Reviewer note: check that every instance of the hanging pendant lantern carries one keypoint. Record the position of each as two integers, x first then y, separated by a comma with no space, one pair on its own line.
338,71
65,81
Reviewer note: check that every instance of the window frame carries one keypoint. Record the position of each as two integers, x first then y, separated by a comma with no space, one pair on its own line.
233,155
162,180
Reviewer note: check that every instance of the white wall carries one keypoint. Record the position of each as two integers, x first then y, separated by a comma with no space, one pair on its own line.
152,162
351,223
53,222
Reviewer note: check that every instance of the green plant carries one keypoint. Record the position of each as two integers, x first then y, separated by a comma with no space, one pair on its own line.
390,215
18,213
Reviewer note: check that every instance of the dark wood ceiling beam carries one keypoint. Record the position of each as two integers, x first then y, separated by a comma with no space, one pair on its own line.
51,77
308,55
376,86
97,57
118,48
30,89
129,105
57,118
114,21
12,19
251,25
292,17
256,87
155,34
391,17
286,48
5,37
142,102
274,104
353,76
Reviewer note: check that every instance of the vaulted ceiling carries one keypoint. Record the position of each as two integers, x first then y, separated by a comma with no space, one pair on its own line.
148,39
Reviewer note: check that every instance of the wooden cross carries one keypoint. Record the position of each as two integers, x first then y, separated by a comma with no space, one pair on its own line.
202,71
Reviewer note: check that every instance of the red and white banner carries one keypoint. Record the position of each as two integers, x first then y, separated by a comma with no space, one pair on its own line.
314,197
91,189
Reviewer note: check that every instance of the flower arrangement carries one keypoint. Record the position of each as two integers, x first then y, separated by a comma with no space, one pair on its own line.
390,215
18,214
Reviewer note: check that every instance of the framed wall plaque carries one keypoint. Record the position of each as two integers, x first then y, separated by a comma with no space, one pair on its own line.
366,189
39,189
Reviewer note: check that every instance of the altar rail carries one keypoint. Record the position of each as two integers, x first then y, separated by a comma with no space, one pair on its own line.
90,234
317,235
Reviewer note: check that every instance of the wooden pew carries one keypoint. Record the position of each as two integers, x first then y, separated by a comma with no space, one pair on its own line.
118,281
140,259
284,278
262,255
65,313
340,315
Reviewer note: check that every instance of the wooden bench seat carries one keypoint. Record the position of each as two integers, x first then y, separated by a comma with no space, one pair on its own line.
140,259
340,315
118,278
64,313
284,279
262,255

THE TASK: Down to the last character, restate every record.

ANSWER SECTION:
Reviewer note: check that every instance of the hanging pendant lantern carries one keypoint. Record the position of each as two integers, x first then y, separated by a comma with no space, one pair on its own line.
338,71
65,81
Reviewer note: check that every instance of the window frame carries one keypoint. Record the position of each as two integers, x first then y, separated by a comma with no space, one pair on its own line.
233,155
162,180
Reviewer note: check that every instance of the white wall carries one keypoint. Record the position of each as two integers, x first then y, separated by a comma with no space, one pair on its own line.
152,162
351,223
53,222
Reviewer note: check that every instance of the green plant carries one keypoint. Record the position of each as two integers, x first then y, separated by a comma with no space, one pair on its own line.
390,215
18,213
Reviewer note: check that every instance of the dark wood ceiling beam carries one keypoint. Record the position of each as two integers, x first then y, separated by a comma with no space, one pair on its own line.
51,77
308,55
376,86
97,57
118,48
30,89
129,105
57,118
114,21
12,19
251,25
292,17
256,87
155,34
391,17
286,48
5,37
142,102
274,104
353,76
Reviewer note: check that every instance of the vaulted ceiling carries one keypoint. Record the position of each as two integers, x first then y, separated by a comma with no space, one pair on its own line.
148,39
Reviewer note: check that every instance of the wooden cross carries one keypoint. Record the position of each as two integers, x first then y, separated by a comma with no space, one pair on its own line.
202,71
Reviewer note: check that every instance of the red and white banner carries one keypoint. Record the position of each as two integers, x first then y, separated by a comma with no space, one pair on its own line.
314,197
91,189
Reviewer note: check that every instance of the flower arrangement carries one keypoint. Record the position of each as two integers, x first then y, separated by a comma with no space, one pair on its own line.
390,215
18,214
Reviewer note: check that every instance of the framed wall plaque carries one keypoint. Record the position of each as two integers, x first then y, separated by a comma with no space, one pair on its own line.
366,189
39,189
Reviewer note: check that every instance of the altar rail carries one keypoint. Record the position of each as two integers, x first then y, separated by a comma with no space, one pair on its own line.
90,234
317,235
Reviewer note: check that every instance of the wooden pew carries one keypoint. Record the position of each as two integers, x first then y, separated by a comma with no space, one pair on its own line.
118,281
140,259
284,278
262,255
65,313
340,315
Reviewer note: check that every instance of the wooden bench seat carries one keypoint. Record the position of each as two integers, x first then y, separated by a comma with no space, one pair on its own line.
140,259
340,315
118,278
64,313
284,279
262,255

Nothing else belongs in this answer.